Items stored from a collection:
===
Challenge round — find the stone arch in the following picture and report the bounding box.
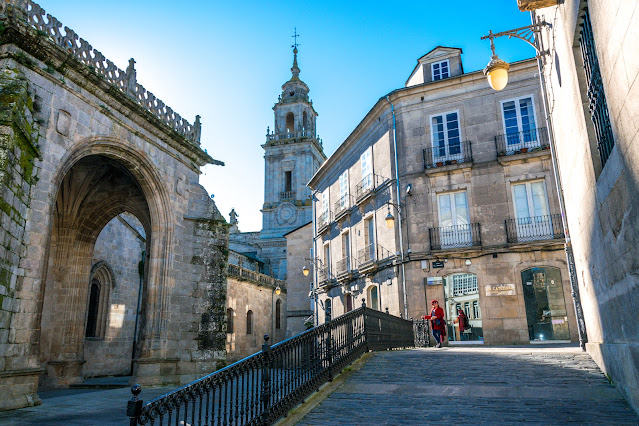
[286,112,295,133]
[40,137,174,385]
[85,260,115,339]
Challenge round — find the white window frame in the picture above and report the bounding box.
[359,146,373,191]
[430,59,450,81]
[499,94,540,151]
[339,170,349,209]
[510,179,553,239]
[437,189,473,248]
[428,109,464,163]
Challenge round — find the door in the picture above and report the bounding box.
[437,191,472,248]
[521,267,570,341]
[442,273,484,343]
[512,180,553,241]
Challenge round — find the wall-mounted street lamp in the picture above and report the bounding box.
[384,201,401,229]
[481,20,549,91]
[481,12,588,351]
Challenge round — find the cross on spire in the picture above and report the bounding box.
[291,27,300,50]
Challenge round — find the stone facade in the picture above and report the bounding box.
[229,48,326,280]
[0,0,228,409]
[284,223,315,337]
[309,47,578,344]
[226,265,287,362]
[534,0,639,411]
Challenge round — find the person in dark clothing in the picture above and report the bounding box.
[424,299,446,348]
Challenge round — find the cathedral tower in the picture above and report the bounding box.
[260,44,326,279]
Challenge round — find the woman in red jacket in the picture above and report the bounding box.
[429,299,446,348]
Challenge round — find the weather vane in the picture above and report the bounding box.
[291,27,300,49]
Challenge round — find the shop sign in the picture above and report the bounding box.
[486,284,517,296]
[426,277,444,285]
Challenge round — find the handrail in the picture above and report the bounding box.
[127,306,415,426]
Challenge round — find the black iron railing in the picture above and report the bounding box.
[423,141,473,169]
[506,214,564,243]
[428,223,481,250]
[355,173,388,202]
[357,244,393,267]
[127,307,414,426]
[495,127,550,157]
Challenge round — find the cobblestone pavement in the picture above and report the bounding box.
[298,346,639,425]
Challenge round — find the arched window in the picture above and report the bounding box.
[368,285,379,311]
[286,112,295,133]
[275,299,282,330]
[85,279,100,337]
[84,261,115,339]
[226,308,233,334]
[246,311,253,334]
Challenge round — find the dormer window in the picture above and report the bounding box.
[430,59,450,81]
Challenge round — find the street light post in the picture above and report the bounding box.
[271,284,282,344]
[481,16,588,351]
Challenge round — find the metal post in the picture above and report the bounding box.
[126,385,144,426]
[260,334,272,425]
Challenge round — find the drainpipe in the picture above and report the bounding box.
[388,95,408,319]
[530,11,588,351]
[131,250,146,376]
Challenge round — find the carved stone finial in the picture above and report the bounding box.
[125,58,138,96]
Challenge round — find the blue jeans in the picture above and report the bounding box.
[433,330,442,343]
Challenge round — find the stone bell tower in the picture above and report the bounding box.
[260,43,326,279]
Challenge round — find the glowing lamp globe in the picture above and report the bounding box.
[484,55,510,91]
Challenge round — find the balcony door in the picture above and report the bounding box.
[512,180,553,241]
[437,191,472,248]
[431,112,462,164]
[501,96,539,151]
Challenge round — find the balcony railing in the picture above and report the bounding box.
[506,214,564,243]
[428,223,481,250]
[355,173,386,201]
[357,244,393,267]
[129,307,415,425]
[335,256,353,275]
[424,141,473,169]
[334,194,351,217]
[317,211,331,231]
[228,263,285,289]
[280,191,295,201]
[495,127,550,157]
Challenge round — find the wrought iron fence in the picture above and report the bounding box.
[127,307,414,426]
[495,127,550,157]
[428,223,481,250]
[355,173,387,202]
[506,214,564,243]
[423,141,473,169]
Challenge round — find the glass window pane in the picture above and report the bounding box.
[438,194,453,226]
[455,192,470,225]
[530,182,548,216]
[513,184,530,222]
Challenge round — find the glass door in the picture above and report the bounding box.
[521,267,570,342]
[443,274,484,343]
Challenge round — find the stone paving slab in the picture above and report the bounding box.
[298,346,639,425]
[0,387,175,426]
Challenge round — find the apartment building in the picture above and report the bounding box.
[309,46,578,344]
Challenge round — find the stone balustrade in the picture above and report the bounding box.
[0,0,201,145]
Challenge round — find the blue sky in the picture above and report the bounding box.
[39,0,534,231]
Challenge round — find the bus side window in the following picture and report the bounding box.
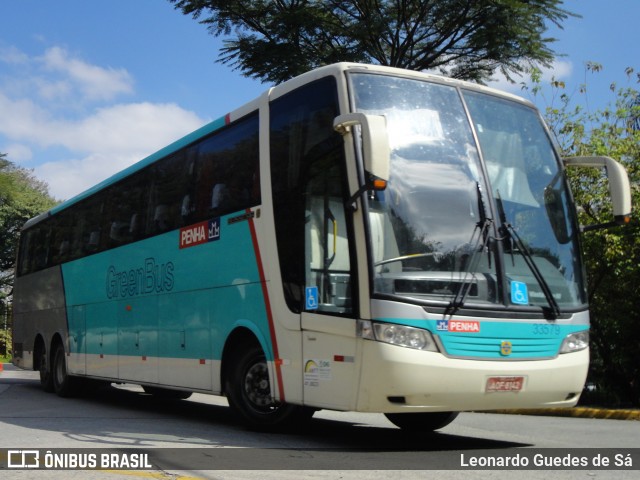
[270,78,355,316]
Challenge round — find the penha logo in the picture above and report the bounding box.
[180,217,220,248]
[449,320,480,333]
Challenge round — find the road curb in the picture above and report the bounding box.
[494,407,640,420]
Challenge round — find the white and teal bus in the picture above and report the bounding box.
[13,64,631,430]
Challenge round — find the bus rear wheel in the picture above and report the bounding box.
[51,343,77,397]
[225,345,314,429]
[384,412,458,432]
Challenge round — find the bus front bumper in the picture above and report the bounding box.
[356,341,589,413]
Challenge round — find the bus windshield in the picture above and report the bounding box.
[350,74,586,313]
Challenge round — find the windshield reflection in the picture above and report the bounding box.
[351,74,584,308]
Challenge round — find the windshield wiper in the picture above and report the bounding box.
[448,182,493,314]
[496,191,560,318]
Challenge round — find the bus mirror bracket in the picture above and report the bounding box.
[333,112,391,210]
[562,156,631,231]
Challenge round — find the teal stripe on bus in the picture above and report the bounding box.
[62,210,274,360]
[377,318,589,360]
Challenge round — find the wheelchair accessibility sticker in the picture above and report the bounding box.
[511,281,529,305]
[304,287,318,310]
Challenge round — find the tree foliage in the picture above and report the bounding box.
[169,0,575,83]
[534,63,640,406]
[0,154,56,296]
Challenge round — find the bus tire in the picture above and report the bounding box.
[384,412,458,432]
[225,345,314,430]
[51,343,77,397]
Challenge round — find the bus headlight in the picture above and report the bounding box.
[358,320,438,352]
[560,330,589,353]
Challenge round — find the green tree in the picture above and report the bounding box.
[169,0,576,83]
[0,153,56,344]
[536,63,640,406]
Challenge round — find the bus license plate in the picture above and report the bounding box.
[485,377,524,392]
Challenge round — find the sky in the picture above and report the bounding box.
[0,0,640,199]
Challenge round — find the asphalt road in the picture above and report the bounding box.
[0,364,640,480]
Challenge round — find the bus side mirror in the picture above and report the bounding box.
[333,112,391,211]
[562,157,631,230]
[333,112,390,181]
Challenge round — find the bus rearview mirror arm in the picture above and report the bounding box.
[333,112,391,210]
[562,156,631,232]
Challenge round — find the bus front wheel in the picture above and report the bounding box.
[384,412,458,432]
[225,345,313,429]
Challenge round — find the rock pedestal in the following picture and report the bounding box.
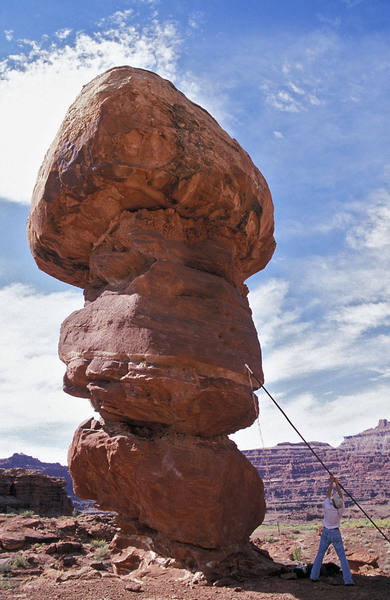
[28,67,275,573]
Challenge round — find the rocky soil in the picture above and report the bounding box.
[0,514,390,600]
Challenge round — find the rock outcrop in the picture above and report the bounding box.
[28,67,275,572]
[244,419,390,519]
[0,469,73,515]
[0,452,92,512]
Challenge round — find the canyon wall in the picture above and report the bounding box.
[0,468,73,516]
[244,419,390,519]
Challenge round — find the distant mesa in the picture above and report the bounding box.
[244,419,390,518]
[0,452,93,512]
[0,461,73,516]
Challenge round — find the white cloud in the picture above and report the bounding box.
[230,384,389,450]
[0,10,180,202]
[55,28,72,40]
[0,284,93,462]
[347,189,390,252]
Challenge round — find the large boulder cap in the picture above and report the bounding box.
[28,66,275,287]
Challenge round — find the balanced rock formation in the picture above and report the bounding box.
[0,469,73,516]
[28,67,275,572]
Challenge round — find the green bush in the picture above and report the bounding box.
[91,540,107,548]
[264,535,278,544]
[0,563,11,575]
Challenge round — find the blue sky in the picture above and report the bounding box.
[0,0,390,462]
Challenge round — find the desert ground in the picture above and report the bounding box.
[0,511,390,600]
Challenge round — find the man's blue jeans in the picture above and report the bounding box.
[310,527,353,583]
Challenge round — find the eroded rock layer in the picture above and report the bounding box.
[28,67,275,570]
[244,419,390,519]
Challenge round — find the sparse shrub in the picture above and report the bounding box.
[0,562,11,575]
[290,546,302,562]
[264,535,278,544]
[91,540,107,548]
[0,579,18,590]
[94,542,110,560]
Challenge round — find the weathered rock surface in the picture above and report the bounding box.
[28,67,275,570]
[244,419,390,518]
[0,469,73,515]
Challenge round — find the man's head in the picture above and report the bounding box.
[332,494,343,508]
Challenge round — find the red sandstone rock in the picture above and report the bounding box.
[69,420,265,548]
[29,67,275,287]
[28,67,275,566]
[0,469,73,515]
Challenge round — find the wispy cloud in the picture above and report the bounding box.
[0,10,180,202]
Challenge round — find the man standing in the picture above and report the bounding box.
[310,476,355,585]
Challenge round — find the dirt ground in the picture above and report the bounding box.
[0,519,390,600]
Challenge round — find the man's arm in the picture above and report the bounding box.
[326,476,335,500]
[333,477,344,499]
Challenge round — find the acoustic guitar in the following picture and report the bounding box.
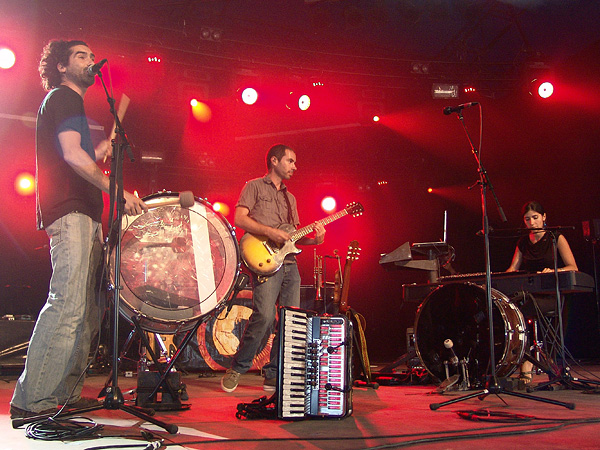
===
## DIRECTIONS FOR THIS TASK
Please edit the records above, starting at the line containing "Challenge round — find the man's head" and ending at the end of the records, by replacing "wispy cloud" with "thin cloud" and leaving everything else unchanged. Return only those lines, without the pictures.

## OUTPUT BELOW
Challenge round — find the man's head in the picture above and report the bounding box.
[332,494,343,508]
Challenge round — find the red sandstone rock in the picture above and report the bounding box.
[69,420,265,548]
[29,67,275,287]
[28,67,275,566]
[0,469,73,515]
Challenge round — find the thin cloud in the picture above and report the bounding box.
[0,10,180,202]
Challenge round — find the man standing in the picture above and report the bounding box.
[310,476,355,585]
Challenge round — find the dirt ground in the picture above and report the bounding box.
[0,519,390,600]
Challenge round — find the man's arm in the picture above and report the bounding box.
[326,476,335,500]
[333,477,344,499]
Challenge round — find the acoustic guitar in the following picture and report the bounding box.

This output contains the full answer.